-- begin DATA SECTION --

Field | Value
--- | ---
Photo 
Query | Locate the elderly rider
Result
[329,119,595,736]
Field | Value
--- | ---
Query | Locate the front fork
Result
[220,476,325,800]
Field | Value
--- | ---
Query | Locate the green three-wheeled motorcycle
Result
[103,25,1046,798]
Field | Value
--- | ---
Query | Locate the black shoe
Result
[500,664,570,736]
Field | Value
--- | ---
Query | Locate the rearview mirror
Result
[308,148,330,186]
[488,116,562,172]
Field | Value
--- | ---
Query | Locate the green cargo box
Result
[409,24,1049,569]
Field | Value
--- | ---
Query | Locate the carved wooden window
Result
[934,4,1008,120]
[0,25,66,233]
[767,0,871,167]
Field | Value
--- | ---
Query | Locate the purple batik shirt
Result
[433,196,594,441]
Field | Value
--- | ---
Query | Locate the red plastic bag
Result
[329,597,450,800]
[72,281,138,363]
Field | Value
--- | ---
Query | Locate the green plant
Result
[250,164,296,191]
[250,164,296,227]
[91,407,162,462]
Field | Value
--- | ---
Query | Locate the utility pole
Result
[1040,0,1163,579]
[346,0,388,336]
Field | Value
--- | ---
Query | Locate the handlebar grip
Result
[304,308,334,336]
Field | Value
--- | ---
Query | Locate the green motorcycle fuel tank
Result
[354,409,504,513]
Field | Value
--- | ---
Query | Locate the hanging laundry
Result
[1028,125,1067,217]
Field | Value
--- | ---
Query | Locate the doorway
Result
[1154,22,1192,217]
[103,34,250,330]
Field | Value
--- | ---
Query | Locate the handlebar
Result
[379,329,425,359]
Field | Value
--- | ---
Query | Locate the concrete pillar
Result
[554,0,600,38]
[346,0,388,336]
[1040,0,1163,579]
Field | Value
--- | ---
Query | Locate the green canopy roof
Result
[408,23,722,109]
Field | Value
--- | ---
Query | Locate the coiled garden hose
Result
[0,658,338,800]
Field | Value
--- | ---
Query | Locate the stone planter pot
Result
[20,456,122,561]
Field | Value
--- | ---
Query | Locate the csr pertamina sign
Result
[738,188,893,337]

-- end DATA SECTION --

• WORK TO COMPLETE: Repeat the lines from the first one through the line containing "[103,25,1046,798]", inclusive, with their requests, and shift every answer coordinate by adding -133 to it.

• REPLY TO THE TASK:
Field | Value
--- | ---
Photo 
Query | Locate the elderly rider
Result
[196,-14,462,603]
Field | Value
--- | ---
Query | Locate the front fork
Result
[87,343,192,667]
Field | Value
--- | ---
Query | Locate the green three-wheeled motorcycle
Result
[-30,-108,913,665]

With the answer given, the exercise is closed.